Goal of the exercise.
Copy out every line from the records that includes "grass".

Available data.

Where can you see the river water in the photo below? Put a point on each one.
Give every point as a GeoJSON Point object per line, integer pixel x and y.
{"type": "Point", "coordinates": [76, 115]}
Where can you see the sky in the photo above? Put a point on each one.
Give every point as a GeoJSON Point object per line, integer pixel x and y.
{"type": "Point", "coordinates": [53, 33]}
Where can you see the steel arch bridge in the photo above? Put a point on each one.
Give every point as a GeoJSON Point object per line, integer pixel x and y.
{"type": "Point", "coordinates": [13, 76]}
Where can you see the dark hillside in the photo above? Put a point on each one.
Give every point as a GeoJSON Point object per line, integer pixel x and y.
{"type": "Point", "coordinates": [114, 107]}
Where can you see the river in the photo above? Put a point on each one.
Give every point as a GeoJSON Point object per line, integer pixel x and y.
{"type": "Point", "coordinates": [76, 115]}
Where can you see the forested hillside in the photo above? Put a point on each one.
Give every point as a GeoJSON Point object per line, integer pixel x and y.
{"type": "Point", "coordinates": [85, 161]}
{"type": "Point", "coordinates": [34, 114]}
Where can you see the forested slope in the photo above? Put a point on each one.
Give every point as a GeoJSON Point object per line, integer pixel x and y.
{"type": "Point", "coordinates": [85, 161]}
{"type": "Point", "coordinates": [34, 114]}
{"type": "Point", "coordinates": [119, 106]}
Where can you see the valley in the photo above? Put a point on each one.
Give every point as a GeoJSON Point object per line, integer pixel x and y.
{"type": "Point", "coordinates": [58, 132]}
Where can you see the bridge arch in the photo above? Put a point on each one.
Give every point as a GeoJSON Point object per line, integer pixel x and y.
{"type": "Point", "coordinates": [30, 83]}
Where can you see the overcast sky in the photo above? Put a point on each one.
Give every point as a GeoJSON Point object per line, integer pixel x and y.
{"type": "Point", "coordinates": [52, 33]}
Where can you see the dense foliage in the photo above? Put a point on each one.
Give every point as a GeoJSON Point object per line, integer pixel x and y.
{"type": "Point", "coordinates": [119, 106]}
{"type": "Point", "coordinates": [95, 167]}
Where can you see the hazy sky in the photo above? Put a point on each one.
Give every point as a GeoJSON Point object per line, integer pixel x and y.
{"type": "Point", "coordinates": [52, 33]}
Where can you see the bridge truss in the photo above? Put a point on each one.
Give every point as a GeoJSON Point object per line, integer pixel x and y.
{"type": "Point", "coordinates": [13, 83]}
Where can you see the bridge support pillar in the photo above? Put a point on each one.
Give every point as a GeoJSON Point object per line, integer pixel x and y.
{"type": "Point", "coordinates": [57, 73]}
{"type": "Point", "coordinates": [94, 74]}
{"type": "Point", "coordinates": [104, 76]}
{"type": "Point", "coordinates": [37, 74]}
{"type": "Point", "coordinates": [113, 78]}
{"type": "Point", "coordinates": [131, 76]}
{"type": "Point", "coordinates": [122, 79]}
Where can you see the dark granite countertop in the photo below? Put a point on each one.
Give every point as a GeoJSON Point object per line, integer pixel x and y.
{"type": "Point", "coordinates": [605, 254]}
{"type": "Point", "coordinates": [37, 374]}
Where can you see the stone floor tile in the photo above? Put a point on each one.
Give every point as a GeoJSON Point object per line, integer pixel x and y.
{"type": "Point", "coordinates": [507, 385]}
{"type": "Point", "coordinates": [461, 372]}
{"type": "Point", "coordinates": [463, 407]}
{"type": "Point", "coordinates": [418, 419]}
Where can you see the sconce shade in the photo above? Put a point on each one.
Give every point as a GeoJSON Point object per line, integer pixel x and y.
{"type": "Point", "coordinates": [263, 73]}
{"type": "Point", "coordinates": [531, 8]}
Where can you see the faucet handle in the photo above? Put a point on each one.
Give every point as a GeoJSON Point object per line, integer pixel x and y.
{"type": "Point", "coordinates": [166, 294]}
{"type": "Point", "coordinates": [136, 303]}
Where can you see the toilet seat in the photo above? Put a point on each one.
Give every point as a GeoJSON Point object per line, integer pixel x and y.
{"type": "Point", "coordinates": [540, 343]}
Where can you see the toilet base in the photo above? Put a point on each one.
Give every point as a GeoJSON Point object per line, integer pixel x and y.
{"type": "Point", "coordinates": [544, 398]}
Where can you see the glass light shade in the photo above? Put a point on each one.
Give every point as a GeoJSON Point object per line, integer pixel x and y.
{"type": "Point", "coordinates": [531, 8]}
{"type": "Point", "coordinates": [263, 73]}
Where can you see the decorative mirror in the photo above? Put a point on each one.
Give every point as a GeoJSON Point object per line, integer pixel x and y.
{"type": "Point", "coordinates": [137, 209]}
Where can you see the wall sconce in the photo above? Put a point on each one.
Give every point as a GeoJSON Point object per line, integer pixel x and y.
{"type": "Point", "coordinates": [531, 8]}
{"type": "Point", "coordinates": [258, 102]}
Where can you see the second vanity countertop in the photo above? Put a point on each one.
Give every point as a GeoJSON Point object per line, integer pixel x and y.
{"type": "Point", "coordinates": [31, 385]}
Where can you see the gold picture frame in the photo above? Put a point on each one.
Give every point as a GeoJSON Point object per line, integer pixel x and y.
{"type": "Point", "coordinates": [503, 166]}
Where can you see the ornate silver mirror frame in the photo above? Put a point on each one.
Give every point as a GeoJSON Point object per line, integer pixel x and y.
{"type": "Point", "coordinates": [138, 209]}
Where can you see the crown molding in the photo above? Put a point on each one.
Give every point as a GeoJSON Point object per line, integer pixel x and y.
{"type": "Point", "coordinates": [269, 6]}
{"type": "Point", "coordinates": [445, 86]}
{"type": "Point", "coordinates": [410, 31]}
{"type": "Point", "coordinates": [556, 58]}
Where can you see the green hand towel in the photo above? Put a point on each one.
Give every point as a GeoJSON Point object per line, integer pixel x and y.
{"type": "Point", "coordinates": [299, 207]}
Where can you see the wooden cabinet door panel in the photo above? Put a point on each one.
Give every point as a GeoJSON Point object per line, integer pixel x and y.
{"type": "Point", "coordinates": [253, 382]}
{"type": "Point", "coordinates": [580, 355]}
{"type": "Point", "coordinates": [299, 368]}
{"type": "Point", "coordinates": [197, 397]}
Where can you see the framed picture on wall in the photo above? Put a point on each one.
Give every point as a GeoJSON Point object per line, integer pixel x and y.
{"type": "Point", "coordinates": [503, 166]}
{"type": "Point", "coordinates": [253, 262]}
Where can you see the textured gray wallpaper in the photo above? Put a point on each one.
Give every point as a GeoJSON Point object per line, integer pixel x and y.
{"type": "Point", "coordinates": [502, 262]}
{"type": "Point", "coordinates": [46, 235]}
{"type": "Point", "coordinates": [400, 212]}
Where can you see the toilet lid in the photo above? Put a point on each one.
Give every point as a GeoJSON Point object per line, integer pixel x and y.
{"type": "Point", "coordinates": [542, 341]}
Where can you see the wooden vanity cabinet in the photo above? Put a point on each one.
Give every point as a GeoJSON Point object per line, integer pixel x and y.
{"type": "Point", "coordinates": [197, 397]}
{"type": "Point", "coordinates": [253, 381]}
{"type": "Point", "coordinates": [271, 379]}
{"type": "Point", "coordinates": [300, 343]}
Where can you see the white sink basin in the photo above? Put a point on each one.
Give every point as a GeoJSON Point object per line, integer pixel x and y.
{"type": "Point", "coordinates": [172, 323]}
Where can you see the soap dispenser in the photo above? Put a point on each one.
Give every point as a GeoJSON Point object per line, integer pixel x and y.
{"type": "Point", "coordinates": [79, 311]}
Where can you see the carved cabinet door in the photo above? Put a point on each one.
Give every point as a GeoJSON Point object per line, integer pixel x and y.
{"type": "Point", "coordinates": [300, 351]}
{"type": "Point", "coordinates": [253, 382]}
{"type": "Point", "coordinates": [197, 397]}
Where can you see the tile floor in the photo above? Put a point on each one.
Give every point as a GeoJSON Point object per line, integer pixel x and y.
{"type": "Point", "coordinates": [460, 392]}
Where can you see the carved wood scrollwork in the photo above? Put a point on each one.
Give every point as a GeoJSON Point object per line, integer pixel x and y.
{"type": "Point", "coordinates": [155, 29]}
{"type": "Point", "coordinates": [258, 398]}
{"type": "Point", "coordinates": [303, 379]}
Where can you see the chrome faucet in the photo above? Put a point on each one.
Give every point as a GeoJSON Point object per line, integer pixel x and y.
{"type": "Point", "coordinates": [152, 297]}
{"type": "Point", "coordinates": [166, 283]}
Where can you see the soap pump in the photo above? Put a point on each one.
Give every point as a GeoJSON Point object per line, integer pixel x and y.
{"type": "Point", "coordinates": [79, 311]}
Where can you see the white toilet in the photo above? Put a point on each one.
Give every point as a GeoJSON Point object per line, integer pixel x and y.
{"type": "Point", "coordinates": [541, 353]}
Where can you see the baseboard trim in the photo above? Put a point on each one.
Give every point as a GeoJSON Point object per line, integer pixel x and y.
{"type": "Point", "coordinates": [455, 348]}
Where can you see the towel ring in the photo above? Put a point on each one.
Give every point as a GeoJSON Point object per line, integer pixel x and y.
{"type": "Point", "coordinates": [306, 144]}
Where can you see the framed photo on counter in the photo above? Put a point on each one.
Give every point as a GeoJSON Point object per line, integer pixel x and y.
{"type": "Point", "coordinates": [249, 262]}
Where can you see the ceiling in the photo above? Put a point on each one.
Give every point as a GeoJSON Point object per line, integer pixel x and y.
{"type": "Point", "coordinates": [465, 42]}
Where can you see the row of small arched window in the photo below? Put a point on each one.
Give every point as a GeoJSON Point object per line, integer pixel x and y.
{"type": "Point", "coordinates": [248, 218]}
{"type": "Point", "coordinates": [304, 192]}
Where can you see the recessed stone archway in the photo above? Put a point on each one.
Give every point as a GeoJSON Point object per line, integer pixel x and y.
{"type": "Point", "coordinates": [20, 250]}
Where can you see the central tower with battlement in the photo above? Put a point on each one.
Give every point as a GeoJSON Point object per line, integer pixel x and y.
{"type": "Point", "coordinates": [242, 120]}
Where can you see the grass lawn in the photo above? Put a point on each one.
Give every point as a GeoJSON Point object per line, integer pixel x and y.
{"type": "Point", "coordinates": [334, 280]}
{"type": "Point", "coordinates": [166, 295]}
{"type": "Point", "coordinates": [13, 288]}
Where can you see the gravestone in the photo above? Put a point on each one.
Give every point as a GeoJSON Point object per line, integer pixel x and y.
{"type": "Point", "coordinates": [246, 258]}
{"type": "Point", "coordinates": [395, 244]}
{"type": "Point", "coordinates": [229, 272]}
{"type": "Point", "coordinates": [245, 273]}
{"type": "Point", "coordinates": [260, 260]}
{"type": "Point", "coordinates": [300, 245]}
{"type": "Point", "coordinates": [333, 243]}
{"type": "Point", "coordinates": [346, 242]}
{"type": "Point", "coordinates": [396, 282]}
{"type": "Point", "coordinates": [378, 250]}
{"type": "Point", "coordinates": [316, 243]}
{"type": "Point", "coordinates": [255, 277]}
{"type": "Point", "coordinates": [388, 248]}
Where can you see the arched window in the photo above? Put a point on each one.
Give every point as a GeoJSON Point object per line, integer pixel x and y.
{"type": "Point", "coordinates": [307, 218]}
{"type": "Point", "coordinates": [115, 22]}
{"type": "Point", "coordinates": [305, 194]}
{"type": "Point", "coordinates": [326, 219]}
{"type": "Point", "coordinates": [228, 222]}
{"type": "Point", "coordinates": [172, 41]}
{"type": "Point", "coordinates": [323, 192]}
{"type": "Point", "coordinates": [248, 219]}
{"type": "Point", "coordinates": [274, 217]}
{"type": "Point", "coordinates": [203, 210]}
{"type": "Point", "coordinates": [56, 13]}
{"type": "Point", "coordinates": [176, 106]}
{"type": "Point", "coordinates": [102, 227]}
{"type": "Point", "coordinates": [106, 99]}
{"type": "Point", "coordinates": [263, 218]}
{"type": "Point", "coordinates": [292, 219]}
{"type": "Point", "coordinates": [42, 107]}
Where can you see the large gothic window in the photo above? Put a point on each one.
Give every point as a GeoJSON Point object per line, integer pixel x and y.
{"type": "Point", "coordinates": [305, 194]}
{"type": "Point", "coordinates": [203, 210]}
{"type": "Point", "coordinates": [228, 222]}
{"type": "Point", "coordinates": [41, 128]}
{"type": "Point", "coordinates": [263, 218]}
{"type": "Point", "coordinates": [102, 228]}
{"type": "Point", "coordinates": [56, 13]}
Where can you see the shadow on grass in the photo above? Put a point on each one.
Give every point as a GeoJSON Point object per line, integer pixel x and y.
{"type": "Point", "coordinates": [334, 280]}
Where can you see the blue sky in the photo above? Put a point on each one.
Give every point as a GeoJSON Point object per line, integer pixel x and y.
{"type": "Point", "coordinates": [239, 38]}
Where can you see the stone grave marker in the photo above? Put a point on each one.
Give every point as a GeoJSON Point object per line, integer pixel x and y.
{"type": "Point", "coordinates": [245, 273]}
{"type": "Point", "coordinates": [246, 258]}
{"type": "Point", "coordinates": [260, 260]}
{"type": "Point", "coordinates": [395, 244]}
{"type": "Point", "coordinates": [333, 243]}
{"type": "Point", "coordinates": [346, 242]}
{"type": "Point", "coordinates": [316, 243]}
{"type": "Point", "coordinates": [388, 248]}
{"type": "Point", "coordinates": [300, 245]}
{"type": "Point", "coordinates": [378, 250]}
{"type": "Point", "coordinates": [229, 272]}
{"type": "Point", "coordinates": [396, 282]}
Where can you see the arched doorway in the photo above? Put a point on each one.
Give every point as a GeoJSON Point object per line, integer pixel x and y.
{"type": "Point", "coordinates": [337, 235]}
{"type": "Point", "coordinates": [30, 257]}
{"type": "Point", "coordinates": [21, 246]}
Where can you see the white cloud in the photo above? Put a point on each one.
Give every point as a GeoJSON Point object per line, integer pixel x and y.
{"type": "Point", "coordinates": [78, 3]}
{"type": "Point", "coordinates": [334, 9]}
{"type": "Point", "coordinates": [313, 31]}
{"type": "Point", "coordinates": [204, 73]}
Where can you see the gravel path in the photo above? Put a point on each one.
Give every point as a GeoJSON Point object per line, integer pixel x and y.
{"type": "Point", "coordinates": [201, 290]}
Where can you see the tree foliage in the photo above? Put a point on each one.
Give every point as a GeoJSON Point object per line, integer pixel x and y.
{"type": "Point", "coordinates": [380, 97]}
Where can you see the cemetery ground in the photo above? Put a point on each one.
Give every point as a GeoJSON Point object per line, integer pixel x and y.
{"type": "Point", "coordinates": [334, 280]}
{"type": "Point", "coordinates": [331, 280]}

Your solution.
Where can you see the grass lawn in the photo above? Put a point on each one.
Where can you see the shadow on grass in the photo above? Put a point on each one.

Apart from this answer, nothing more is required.